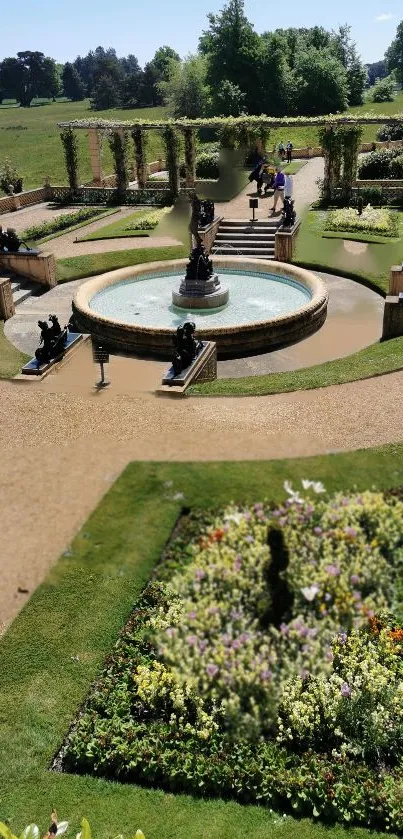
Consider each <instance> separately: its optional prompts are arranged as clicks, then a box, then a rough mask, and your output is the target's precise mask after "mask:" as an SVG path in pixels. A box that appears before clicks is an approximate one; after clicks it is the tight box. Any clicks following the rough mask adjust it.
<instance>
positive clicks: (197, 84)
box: [160, 55, 210, 119]
mask: <svg viewBox="0 0 403 839" xmlns="http://www.w3.org/2000/svg"><path fill="white" fill-rule="evenodd" d="M160 90H161V93H162V95H163V97H164V99H165V101H166V102H167V104H168V105H169V107H170V109H171V111H172V113H173V116H174V117H181V116H187V117H189V118H190V119H194V118H196V117H200V116H205V114H206V113H207V112H208V109H209V104H210V98H209V89H208V87H207V84H206V60H205V58H204V57H203V56H201V55H189V56H188V57H187V58H186V59H185V60H184V61H182V62H174V63H172V65H171V74H170V78H169V80H168V81H167V82H160Z"/></svg>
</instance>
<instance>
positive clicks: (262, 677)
mask: <svg viewBox="0 0 403 839" xmlns="http://www.w3.org/2000/svg"><path fill="white" fill-rule="evenodd" d="M272 676H273V673H272V672H271V670H262V671H261V673H260V678H261V680H262V682H270V679H271V678H272Z"/></svg>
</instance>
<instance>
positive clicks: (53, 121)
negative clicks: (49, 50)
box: [0, 92, 403, 200]
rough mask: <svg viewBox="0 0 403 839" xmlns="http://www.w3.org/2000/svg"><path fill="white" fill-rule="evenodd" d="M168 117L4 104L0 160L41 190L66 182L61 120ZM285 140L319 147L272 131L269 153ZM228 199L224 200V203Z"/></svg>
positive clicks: (0, 135)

WHAT YOU WILL DO: Rewrite the data above with "positive clicks" changed to "foreground clicks" everywhere, keeping everything else the same and leaving out the pictures.

EXERCISE RESPONSE:
Consider each <instance> separately: its optional prompts are arranged as clicks, then a box, then a rough mask, and your output is the target's precise mask after "mask:" as an SVG path in pixels. A box that appears before clicks is an approximate one; after clicks it is the tight box. Any clicks following the rough mask adjust it.
<instance>
foreground clicks: (197, 84)
box: [160, 55, 210, 119]
mask: <svg viewBox="0 0 403 839" xmlns="http://www.w3.org/2000/svg"><path fill="white" fill-rule="evenodd" d="M160 90H161V93H162V95H163V97H164V99H165V101H166V102H167V104H168V105H169V107H170V109H171V111H172V113H173V116H174V117H181V116H187V117H189V118H190V119H194V118H196V117H200V116H205V114H206V113H207V112H208V109H209V104H210V98H209V89H208V87H207V84H206V60H205V58H204V57H203V56H201V55H189V56H188V57H187V58H186V59H185V60H184V61H182V62H174V63H172V65H171V74H170V78H169V80H168V81H167V82H160Z"/></svg>
</instance>
<instance>
foreground clicks: (262, 677)
mask: <svg viewBox="0 0 403 839" xmlns="http://www.w3.org/2000/svg"><path fill="white" fill-rule="evenodd" d="M272 676H273V673H272V672H271V670H262V671H261V673H260V678H261V680H262V682H270V679H271V678H272Z"/></svg>
</instance>
<instance>
foreground clicks: (53, 121)
negative clicks: (49, 50)
box: [0, 92, 403, 200]
rough mask: <svg viewBox="0 0 403 839" xmlns="http://www.w3.org/2000/svg"><path fill="white" fill-rule="evenodd" d="M168 117L4 104L0 160L41 190L66 182L61 120ZM285 140L319 147L272 131L269 153ZM228 199L224 200V203Z"/></svg>
foreground clicks: (0, 135)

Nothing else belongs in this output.